## Excerpt to read
Summer Skillet Pasta

Summer Skillet Pasta

A bountiful blend of fresh vegetables and pasta with bold color and flavor make up this sensational skillet meal.

30 min.prep time 35 min.total time
8 servings
959 Ratings

Ingredients

8 ounces (2 1/3 cups) uncooked dried penne pasta
3 tablespoons Land O Lakes® Butter
1 medium onion, cut into 1-inch pieces
2 teaspoons finely chopped fresh garlic
1 teaspoon salt
1/2 teaspoon coarse ground pepper
2 medium (4 cups) zucchini, cut into 1/2-inch slices, halved*
1 medium red bell pepper, thinly sliced
1 medium yellow bell pepper, thinly sliced
3/4 cup freshly grated Parmesan cheese
2 medium tomatoes, cut into 1/2-inch pieces
2 tablespoons chopped fresh basil leaves**
5 (3/4-ounce) slices Land O Lakes® Deli Provolone Cheese, cut into strips

Directions

Cook pasta according to package directions. Drain.

Melt butter in 12-inch deep skillet until sizzling; stir in onion, garlic, salt and pepper. Cook over medium-high heat, stirring occasionally, 7-9 minutes or until onion is lightly browned. Add zucchini and bell peppers. Continue cooking, stirring occasionally, 7-9 minutes or until vegetables are crisply tender.

Stir in cooked pasta, Parmesan cheese, tomatoes and basil. Continue cooking 3-4 minutes or until tomatoes are heated through. Top with provolone cheese. Cover; let stand 1-2 minutes or until cheese is melted.

*Substitute 1 medium eggplant, cut into 1/2-inch slices; cut each slice into eighths.

## Source data
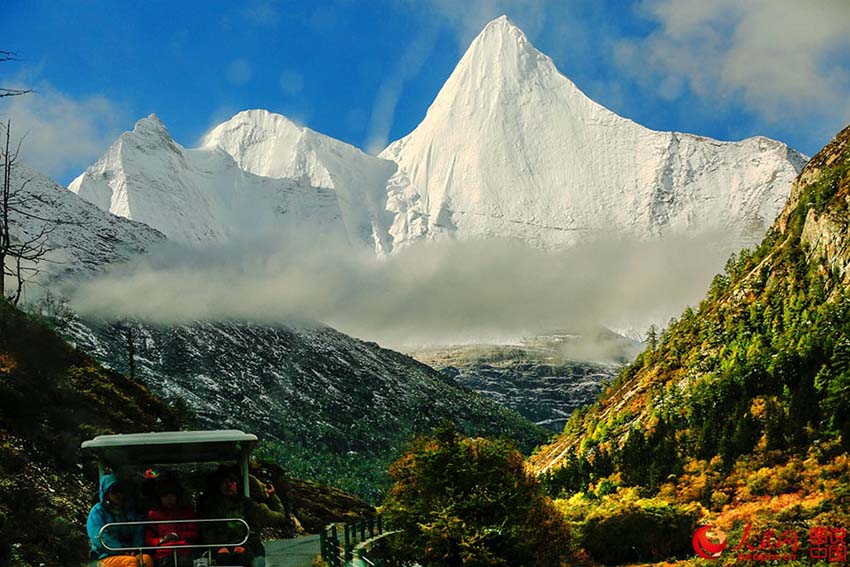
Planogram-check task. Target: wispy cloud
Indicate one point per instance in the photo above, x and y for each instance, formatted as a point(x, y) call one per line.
point(63, 134)
point(383, 112)
point(785, 61)
point(423, 294)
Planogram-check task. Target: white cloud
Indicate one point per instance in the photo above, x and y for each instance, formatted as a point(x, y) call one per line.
point(419, 295)
point(469, 18)
point(291, 82)
point(410, 64)
point(64, 135)
point(781, 58)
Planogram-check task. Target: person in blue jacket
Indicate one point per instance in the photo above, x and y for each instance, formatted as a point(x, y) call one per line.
point(114, 506)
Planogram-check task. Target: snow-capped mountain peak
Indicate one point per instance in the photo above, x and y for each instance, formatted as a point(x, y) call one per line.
point(511, 147)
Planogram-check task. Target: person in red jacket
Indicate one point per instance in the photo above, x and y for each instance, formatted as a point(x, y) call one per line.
point(166, 534)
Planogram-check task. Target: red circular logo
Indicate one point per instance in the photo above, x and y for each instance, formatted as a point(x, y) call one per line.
point(706, 548)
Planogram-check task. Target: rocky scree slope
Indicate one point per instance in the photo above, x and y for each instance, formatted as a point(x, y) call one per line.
point(510, 148)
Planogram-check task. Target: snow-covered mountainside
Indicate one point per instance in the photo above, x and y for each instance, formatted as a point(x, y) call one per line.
point(271, 145)
point(332, 404)
point(543, 378)
point(82, 238)
point(202, 195)
point(512, 148)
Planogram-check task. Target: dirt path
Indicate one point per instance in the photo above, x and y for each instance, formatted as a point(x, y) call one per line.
point(298, 552)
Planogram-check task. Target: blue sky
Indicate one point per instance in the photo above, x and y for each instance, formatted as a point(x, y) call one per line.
point(366, 71)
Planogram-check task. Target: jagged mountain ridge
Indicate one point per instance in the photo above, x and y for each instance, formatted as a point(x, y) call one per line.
point(510, 148)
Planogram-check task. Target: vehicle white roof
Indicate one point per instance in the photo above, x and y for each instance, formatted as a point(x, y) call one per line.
point(166, 447)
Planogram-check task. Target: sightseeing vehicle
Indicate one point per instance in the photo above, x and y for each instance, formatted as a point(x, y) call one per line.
point(138, 459)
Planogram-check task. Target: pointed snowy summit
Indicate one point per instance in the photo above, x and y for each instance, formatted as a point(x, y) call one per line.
point(511, 147)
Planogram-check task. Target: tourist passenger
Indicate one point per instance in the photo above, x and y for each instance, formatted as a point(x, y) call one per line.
point(114, 506)
point(224, 499)
point(171, 507)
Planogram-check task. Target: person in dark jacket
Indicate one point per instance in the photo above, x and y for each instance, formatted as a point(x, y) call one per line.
point(114, 506)
point(223, 499)
point(171, 507)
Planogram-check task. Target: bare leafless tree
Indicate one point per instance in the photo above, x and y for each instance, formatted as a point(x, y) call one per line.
point(21, 253)
point(10, 56)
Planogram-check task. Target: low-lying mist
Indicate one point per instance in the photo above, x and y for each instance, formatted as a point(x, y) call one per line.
point(429, 293)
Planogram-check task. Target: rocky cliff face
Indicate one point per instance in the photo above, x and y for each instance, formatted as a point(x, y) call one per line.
point(509, 148)
point(762, 361)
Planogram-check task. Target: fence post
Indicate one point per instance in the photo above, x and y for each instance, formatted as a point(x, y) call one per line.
point(348, 538)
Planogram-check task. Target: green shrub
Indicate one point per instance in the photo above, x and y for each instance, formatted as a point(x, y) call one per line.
point(646, 530)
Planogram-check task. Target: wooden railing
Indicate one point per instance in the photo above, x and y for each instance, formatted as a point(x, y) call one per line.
point(350, 550)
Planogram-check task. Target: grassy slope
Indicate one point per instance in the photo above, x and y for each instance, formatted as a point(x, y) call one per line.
point(52, 397)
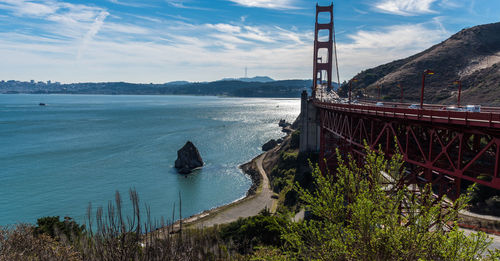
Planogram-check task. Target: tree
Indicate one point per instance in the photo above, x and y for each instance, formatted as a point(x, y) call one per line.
point(360, 213)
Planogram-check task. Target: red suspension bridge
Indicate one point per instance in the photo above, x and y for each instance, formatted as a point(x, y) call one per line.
point(441, 147)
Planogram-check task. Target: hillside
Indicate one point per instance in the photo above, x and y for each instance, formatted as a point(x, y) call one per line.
point(471, 56)
point(235, 88)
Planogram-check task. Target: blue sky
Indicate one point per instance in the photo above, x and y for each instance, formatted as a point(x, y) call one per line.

## Exercises
• A. Rewrite the summer skillet pasta recipe, starting with "Melt butter in" and going on through "are crisply tender.", with "zucchini" changed to "eggplant".
• B. In one to three sentences, explain the purpose of covering the skillet and letting it stand at the end of the summer skillet pasta recipe.

## Solutions to the exercise
• A.
Melt butter in 12-inch deep skillet until sizzling; stir in onion, garlic, salt and pepper. Cook over medium-high heat, stirring occasionally, 7-9 minutes or until onion is lightly browned. Add eggplant and bell peppers. Continue cooking, stirring occasionally, 7-9 minutes or until vegetables are crisply tender.

• B. After the pasta, Parmesan, tomatoes and basil are cooked together, the dish is topped with provolone cheese. The skillet is then covered and left to stand for 1-2 minutes so the provolone melts.